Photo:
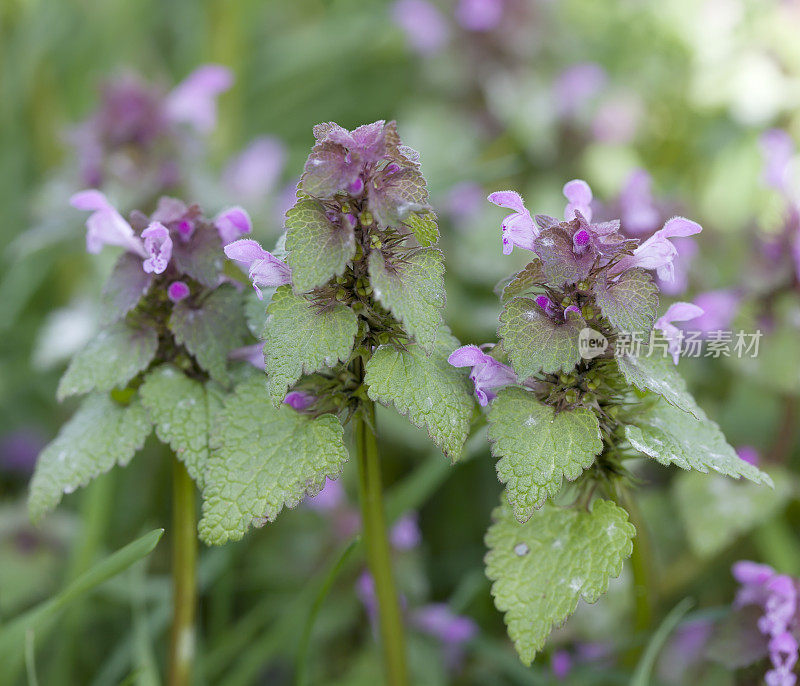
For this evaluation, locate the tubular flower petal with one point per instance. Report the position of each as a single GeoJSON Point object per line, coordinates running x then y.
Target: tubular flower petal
{"type": "Point", "coordinates": [158, 246]}
{"type": "Point", "coordinates": [677, 312]}
{"type": "Point", "coordinates": [105, 226]}
{"type": "Point", "coordinates": [518, 227]}
{"type": "Point", "coordinates": [265, 270]}
{"type": "Point", "coordinates": [194, 100]}
{"type": "Point", "coordinates": [487, 373]}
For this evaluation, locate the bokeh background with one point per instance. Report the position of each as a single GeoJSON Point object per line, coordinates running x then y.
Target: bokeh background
{"type": "Point", "coordinates": [522, 94]}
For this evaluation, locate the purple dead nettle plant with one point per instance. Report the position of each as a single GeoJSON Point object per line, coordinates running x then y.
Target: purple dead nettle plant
{"type": "Point", "coordinates": [350, 310]}
{"type": "Point", "coordinates": [571, 399]}
{"type": "Point", "coordinates": [170, 318]}
{"type": "Point", "coordinates": [141, 133]}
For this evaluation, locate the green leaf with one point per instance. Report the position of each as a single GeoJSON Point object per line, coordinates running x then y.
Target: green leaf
{"type": "Point", "coordinates": [317, 248]}
{"type": "Point", "coordinates": [534, 342]}
{"type": "Point", "coordinates": [433, 394]}
{"type": "Point", "coordinates": [202, 257]}
{"type": "Point", "coordinates": [716, 510]}
{"type": "Point", "coordinates": [181, 410]}
{"type": "Point", "coordinates": [124, 289]}
{"type": "Point", "coordinates": [111, 359]}
{"type": "Point", "coordinates": [522, 282]}
{"type": "Point", "coordinates": [538, 448]}
{"type": "Point", "coordinates": [672, 436]}
{"type": "Point", "coordinates": [413, 291]}
{"type": "Point", "coordinates": [209, 332]}
{"type": "Point", "coordinates": [542, 568]}
{"type": "Point", "coordinates": [560, 262]}
{"type": "Point", "coordinates": [39, 619]}
{"type": "Point", "coordinates": [399, 195]}
{"type": "Point", "coordinates": [659, 375]}
{"type": "Point", "coordinates": [302, 337]}
{"type": "Point", "coordinates": [424, 227]}
{"type": "Point", "coordinates": [100, 435]}
{"type": "Point", "coordinates": [264, 458]}
{"type": "Point", "coordinates": [630, 303]}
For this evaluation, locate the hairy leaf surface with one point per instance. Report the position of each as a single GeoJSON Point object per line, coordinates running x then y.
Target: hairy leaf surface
{"type": "Point", "coordinates": [413, 291]}
{"type": "Point", "coordinates": [100, 434]}
{"type": "Point", "coordinates": [111, 359]}
{"type": "Point", "coordinates": [538, 448]}
{"type": "Point", "coordinates": [302, 338]}
{"type": "Point", "coordinates": [433, 394]}
{"type": "Point", "coordinates": [264, 458]}
{"type": "Point", "coordinates": [542, 568]}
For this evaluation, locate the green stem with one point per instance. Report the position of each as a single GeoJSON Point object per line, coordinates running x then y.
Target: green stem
{"type": "Point", "coordinates": [376, 542]}
{"type": "Point", "coordinates": [184, 577]}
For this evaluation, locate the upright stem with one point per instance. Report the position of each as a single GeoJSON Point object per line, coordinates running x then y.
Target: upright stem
{"type": "Point", "coordinates": [184, 579]}
{"type": "Point", "coordinates": [376, 543]}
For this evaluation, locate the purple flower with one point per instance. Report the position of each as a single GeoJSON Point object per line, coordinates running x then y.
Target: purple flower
{"type": "Point", "coordinates": [560, 664]}
{"type": "Point", "coordinates": [405, 534]}
{"type": "Point", "coordinates": [256, 170]}
{"type": "Point", "coordinates": [265, 270]}
{"type": "Point", "coordinates": [677, 312]}
{"type": "Point", "coordinates": [579, 197]}
{"type": "Point", "coordinates": [687, 249]}
{"type": "Point", "coordinates": [719, 308]}
{"type": "Point", "coordinates": [749, 454]}
{"type": "Point", "coordinates": [547, 305]}
{"type": "Point", "coordinates": [657, 252]}
{"type": "Point", "coordinates": [105, 226]}
{"type": "Point", "coordinates": [252, 354]}
{"type": "Point", "coordinates": [777, 594]}
{"type": "Point", "coordinates": [479, 15]}
{"type": "Point", "coordinates": [423, 25]}
{"type": "Point", "coordinates": [518, 227]}
{"type": "Point", "coordinates": [194, 100]}
{"type": "Point", "coordinates": [777, 149]}
{"type": "Point", "coordinates": [331, 497]}
{"type": "Point", "coordinates": [300, 400]}
{"type": "Point", "coordinates": [637, 209]}
{"type": "Point", "coordinates": [487, 373]}
{"type": "Point", "coordinates": [232, 223]}
{"type": "Point", "coordinates": [576, 85]}
{"type": "Point", "coordinates": [158, 245]}
{"type": "Point", "coordinates": [178, 291]}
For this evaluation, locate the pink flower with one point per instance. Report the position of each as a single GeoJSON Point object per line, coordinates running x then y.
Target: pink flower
{"type": "Point", "coordinates": [105, 226]}
{"type": "Point", "coordinates": [657, 252]}
{"type": "Point", "coordinates": [677, 312]}
{"type": "Point", "coordinates": [299, 400]}
{"type": "Point", "coordinates": [158, 246]}
{"type": "Point", "coordinates": [232, 223]}
{"type": "Point", "coordinates": [265, 270]}
{"type": "Point", "coordinates": [518, 227]}
{"type": "Point", "coordinates": [479, 15]}
{"type": "Point", "coordinates": [579, 197]}
{"type": "Point", "coordinates": [487, 373]}
{"type": "Point", "coordinates": [194, 100]}
{"type": "Point", "coordinates": [177, 291]}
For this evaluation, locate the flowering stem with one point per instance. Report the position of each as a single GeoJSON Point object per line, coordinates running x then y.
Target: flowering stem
{"type": "Point", "coordinates": [377, 543]}
{"type": "Point", "coordinates": [184, 579]}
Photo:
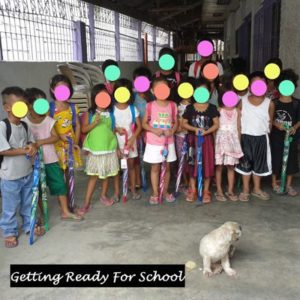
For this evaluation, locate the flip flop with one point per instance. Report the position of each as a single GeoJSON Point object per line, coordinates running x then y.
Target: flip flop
{"type": "Point", "coordinates": [11, 242]}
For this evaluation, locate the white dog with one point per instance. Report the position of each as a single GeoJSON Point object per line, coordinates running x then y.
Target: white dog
{"type": "Point", "coordinates": [216, 248]}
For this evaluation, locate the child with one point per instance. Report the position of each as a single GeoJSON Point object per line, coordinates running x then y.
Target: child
{"type": "Point", "coordinates": [287, 111]}
{"type": "Point", "coordinates": [101, 143]}
{"type": "Point", "coordinates": [181, 133]}
{"type": "Point", "coordinates": [42, 128]}
{"type": "Point", "coordinates": [227, 149]}
{"type": "Point", "coordinates": [160, 122]}
{"type": "Point", "coordinates": [201, 118]}
{"type": "Point", "coordinates": [256, 121]}
{"type": "Point", "coordinates": [16, 170]}
{"type": "Point", "coordinates": [67, 123]}
{"type": "Point", "coordinates": [127, 120]}
{"type": "Point", "coordinates": [140, 101]}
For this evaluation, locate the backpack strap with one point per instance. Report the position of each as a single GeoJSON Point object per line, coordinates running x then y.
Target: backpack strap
{"type": "Point", "coordinates": [73, 109]}
{"type": "Point", "coordinates": [52, 109]}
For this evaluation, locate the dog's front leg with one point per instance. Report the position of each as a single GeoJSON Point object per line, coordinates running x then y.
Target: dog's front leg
{"type": "Point", "coordinates": [207, 266]}
{"type": "Point", "coordinates": [226, 266]}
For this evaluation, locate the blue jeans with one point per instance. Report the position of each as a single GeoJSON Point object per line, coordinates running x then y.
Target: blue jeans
{"type": "Point", "coordinates": [16, 193]}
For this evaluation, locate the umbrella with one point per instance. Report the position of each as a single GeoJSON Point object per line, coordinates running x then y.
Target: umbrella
{"type": "Point", "coordinates": [35, 197]}
{"type": "Point", "coordinates": [184, 150]}
{"type": "Point", "coordinates": [163, 170]}
{"type": "Point", "coordinates": [199, 166]}
{"type": "Point", "coordinates": [125, 171]}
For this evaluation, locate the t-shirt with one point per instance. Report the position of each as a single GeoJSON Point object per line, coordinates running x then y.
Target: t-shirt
{"type": "Point", "coordinates": [204, 119]}
{"type": "Point", "coordinates": [14, 167]}
{"type": "Point", "coordinates": [101, 140]}
{"type": "Point", "coordinates": [286, 113]}
{"type": "Point", "coordinates": [42, 131]}
{"type": "Point", "coordinates": [161, 117]}
{"type": "Point", "coordinates": [124, 120]}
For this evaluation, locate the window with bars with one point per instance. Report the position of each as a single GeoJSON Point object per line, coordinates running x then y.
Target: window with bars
{"type": "Point", "coordinates": [43, 30]}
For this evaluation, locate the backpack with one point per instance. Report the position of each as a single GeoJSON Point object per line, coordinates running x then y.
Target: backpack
{"type": "Point", "coordinates": [73, 109]}
{"type": "Point", "coordinates": [8, 134]}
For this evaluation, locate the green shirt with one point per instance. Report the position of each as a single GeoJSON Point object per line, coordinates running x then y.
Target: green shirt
{"type": "Point", "coordinates": [101, 139]}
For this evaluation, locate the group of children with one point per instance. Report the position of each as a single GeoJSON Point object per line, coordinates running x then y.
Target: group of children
{"type": "Point", "coordinates": [237, 138]}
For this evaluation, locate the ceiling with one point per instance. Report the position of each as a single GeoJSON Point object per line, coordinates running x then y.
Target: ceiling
{"type": "Point", "coordinates": [186, 17]}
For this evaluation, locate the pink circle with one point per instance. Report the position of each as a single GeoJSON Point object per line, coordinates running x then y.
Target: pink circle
{"type": "Point", "coordinates": [258, 88]}
{"type": "Point", "coordinates": [62, 93]}
{"type": "Point", "coordinates": [230, 99]}
{"type": "Point", "coordinates": [142, 84]}
{"type": "Point", "coordinates": [205, 48]}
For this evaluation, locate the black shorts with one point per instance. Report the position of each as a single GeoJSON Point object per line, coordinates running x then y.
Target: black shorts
{"type": "Point", "coordinates": [257, 156]}
{"type": "Point", "coordinates": [277, 145]}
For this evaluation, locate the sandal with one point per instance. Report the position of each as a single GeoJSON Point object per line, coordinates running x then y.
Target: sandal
{"type": "Point", "coordinates": [106, 201]}
{"type": "Point", "coordinates": [11, 242]}
{"type": "Point", "coordinates": [261, 195]}
{"type": "Point", "coordinates": [206, 196]}
{"type": "Point", "coordinates": [244, 197]}
{"type": "Point", "coordinates": [169, 198]}
{"type": "Point", "coordinates": [220, 198]}
{"type": "Point", "coordinates": [153, 200]}
{"type": "Point", "coordinates": [191, 195]}
{"type": "Point", "coordinates": [72, 218]}
{"type": "Point", "coordinates": [232, 197]}
{"type": "Point", "coordinates": [291, 191]}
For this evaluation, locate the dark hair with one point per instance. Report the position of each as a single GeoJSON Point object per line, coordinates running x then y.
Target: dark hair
{"type": "Point", "coordinates": [108, 63]}
{"type": "Point", "coordinates": [142, 71]}
{"type": "Point", "coordinates": [94, 92]}
{"type": "Point", "coordinates": [287, 74]}
{"type": "Point", "coordinates": [275, 60]}
{"type": "Point", "coordinates": [259, 74]}
{"type": "Point", "coordinates": [159, 79]}
{"type": "Point", "coordinates": [12, 90]}
{"type": "Point", "coordinates": [60, 78]}
{"type": "Point", "coordinates": [32, 94]}
{"type": "Point", "coordinates": [124, 82]}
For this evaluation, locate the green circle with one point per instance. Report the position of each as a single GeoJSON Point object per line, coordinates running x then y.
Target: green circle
{"type": "Point", "coordinates": [286, 88]}
{"type": "Point", "coordinates": [112, 73]}
{"type": "Point", "coordinates": [201, 94]}
{"type": "Point", "coordinates": [41, 106]}
{"type": "Point", "coordinates": [166, 62]}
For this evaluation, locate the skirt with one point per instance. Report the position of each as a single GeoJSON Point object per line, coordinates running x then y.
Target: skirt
{"type": "Point", "coordinates": [102, 165]}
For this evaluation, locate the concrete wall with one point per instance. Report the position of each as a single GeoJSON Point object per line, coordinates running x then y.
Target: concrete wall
{"type": "Point", "coordinates": [38, 74]}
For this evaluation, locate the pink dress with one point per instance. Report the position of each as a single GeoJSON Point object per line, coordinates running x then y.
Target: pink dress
{"type": "Point", "coordinates": [228, 149]}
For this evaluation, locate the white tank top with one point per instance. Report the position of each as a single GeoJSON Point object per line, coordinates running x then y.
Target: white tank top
{"type": "Point", "coordinates": [255, 119]}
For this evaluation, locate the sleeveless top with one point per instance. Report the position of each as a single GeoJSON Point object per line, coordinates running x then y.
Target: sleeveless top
{"type": "Point", "coordinates": [255, 119]}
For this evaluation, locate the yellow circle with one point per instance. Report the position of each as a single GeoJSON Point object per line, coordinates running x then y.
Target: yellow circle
{"type": "Point", "coordinates": [122, 94]}
{"type": "Point", "coordinates": [20, 109]}
{"type": "Point", "coordinates": [272, 71]}
{"type": "Point", "coordinates": [185, 90]}
{"type": "Point", "coordinates": [240, 82]}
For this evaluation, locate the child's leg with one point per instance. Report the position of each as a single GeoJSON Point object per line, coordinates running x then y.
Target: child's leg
{"type": "Point", "coordinates": [231, 179]}
{"type": "Point", "coordinates": [219, 169]}
{"type": "Point", "coordinates": [155, 171]}
{"type": "Point", "coordinates": [90, 190]}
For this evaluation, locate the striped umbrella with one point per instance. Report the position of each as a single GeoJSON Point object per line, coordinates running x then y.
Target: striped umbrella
{"type": "Point", "coordinates": [163, 170]}
{"type": "Point", "coordinates": [71, 174]}
{"type": "Point", "coordinates": [125, 171]}
{"type": "Point", "coordinates": [35, 197]}
{"type": "Point", "coordinates": [43, 185]}
{"type": "Point", "coordinates": [200, 141]}
{"type": "Point", "coordinates": [184, 150]}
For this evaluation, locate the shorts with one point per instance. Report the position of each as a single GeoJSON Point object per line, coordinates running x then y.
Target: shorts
{"type": "Point", "coordinates": [257, 156]}
{"type": "Point", "coordinates": [153, 154]}
{"type": "Point", "coordinates": [55, 179]}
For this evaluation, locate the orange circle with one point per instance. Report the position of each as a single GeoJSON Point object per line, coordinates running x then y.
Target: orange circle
{"type": "Point", "coordinates": [211, 71]}
{"type": "Point", "coordinates": [161, 91]}
{"type": "Point", "coordinates": [103, 100]}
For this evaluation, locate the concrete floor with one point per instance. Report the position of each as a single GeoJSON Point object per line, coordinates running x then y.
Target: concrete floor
{"type": "Point", "coordinates": [267, 256]}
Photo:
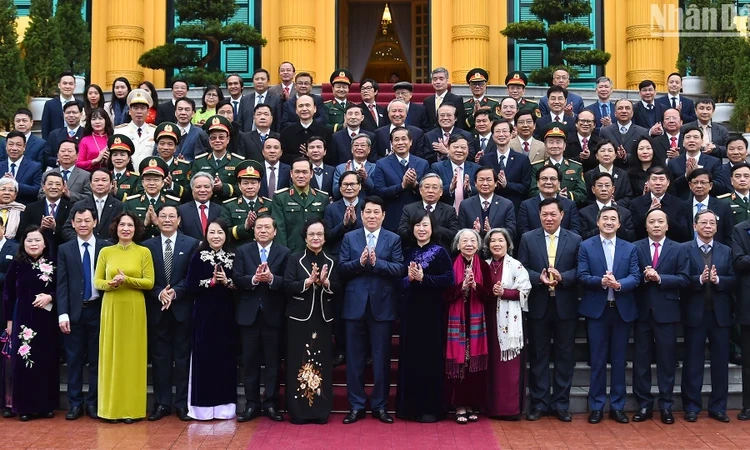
+++
* [EXERCISE] List every line of the records that contains the word "umbrella", copying each one in full.

* [ANSWER BELOW]
For this evaluation, locate the umbrella with one point per instance. Report the position of each as a single GeoJSON Point object per line, coordinates running x then y.
Target: umbrella
For this evaluation, locate the striped umbrella with one point per instance. Report the position of each as a single GeoJSON Point object per line, coordinates running x then y.
Target: striped umbrella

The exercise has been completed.